|
|
|||||||||||||||||||||
|
National
Clothesline
|
![]() |
||||||||||||||||||||
|
|
|||||||||||||||||||||
![]() |
|
||||||||||||||||||||
|
Using the steam air form finisher
|
|
||||||||||||||||||||
|
|
|
||||||||||||||||||||
|
|
|||||||||||||||||||||
|
Ever wish you could steam the wrinkles
out of a suede or leather? Well, you can and I will tell you
how if you read on!
You will remember in my explanation of
the use of the hand iron for pressing suede and leather, I
stated that the pressing of suede and leather garments is
almost exactly like pressing cloth garments.
That's right! You can use live steam on
most suede and leather garments. But, you may ask, “Why
is it that you stated previously that you do not ever let live
steam contact the suede or leather skin on a press?” The
answer is simple. A form finisher is not a press. So the
“never use live steam” rule does not apply in most
cases on a form finisher.
On a press, you have a head that comes
down and applies pressure to the article being pressed after it
has been placed on the buck of the press. With the head closed
down, steam is usually applied to the article being pressed,
while it is locked in the press and under pressure.
Most skins will usually draw up when they
are wet with steam and have too much heat applied to them as
occurs in a drycleaning press. The exception is if the steam
pressure can be dropped to no more than 40 psi. Then the
“wet” steam can be used to safely press most suedes
or naked leathers on a press.
These conditions do not exist with a form
finisher. Yes, steam is applied to the skin but it is not
locked in and under heat and pressure against a hot press head.
Therefore, the steam applied to most suedes and leathers on a
form finisher will not harm them. Instead, it will steam out
the wrinkles and then the drying air will maintain pressure
against the garment to hold it taut while the moisture is
removed just as is done on cloth items.
Some precautions
You may have noticed that I keep saying
you can use the steam air form finisher on most suede and
leather garments just like you use it on cloth garments. That
means that there are some suedes and leathers that you don't
want to form finish like you do cloth garments.
Never try to form finish a fur or a
shearling or a shammy suede on the regular cycle of a steam air
form finisher as they will invariably shrivel up and become a
claim. The same can happen to any soft, thin delicate lambskin
suede or leather. Also, be wary of applying much steam to soft,
painted leather as the steam will be trapped by the impervious
lacquer leather paint on the surface of the skin and sufficient
heat can build up and cause the skin to draw up. The same is
true of delicate snake skins, fish skins and bird skins.

Record excerpts
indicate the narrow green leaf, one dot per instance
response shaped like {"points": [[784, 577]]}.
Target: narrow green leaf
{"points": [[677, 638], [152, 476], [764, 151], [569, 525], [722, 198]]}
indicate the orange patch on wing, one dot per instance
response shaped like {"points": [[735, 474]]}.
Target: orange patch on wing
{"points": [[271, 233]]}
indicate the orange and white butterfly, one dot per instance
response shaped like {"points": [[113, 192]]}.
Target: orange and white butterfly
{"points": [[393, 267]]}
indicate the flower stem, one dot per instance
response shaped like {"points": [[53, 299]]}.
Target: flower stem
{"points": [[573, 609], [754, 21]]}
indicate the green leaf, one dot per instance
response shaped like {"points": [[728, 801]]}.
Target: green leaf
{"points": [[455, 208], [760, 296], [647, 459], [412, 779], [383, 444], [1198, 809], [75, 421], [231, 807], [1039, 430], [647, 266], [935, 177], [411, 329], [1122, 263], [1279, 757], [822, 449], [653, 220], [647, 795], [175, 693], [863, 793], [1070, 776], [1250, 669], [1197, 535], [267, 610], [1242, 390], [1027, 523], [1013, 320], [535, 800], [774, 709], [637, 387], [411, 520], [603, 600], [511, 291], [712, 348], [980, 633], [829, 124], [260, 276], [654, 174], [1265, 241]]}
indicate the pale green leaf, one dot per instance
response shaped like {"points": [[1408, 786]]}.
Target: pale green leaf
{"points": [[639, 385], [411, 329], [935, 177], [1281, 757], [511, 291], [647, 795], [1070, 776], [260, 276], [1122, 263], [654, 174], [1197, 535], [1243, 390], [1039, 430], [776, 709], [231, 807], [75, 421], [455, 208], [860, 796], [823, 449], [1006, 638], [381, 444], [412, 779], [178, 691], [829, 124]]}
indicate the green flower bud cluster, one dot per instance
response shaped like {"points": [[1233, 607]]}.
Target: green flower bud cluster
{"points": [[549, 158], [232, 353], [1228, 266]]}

Written task A
Rewrite the passage of the form finisher text starting with "On a press, you" and going on through "and under pressure.", replacing "buck" with "bed".
Written task B
Show each line of the records that contains the string "Target".

Full response A
On a press, you have a head that comes
down and applies pressure to the article being pressed after it
has been placed on the bed of the press. With the head closed
down, steam is usually applied to the article being pressed,
while it is locked in the press and under pressure.

Full response B
Target: narrow green leaf
Target: orange patch on wing
Target: orange and white butterfly
Target: flower stem
Target: green leaf
Target: pale green leaf
Target: green flower bud cluster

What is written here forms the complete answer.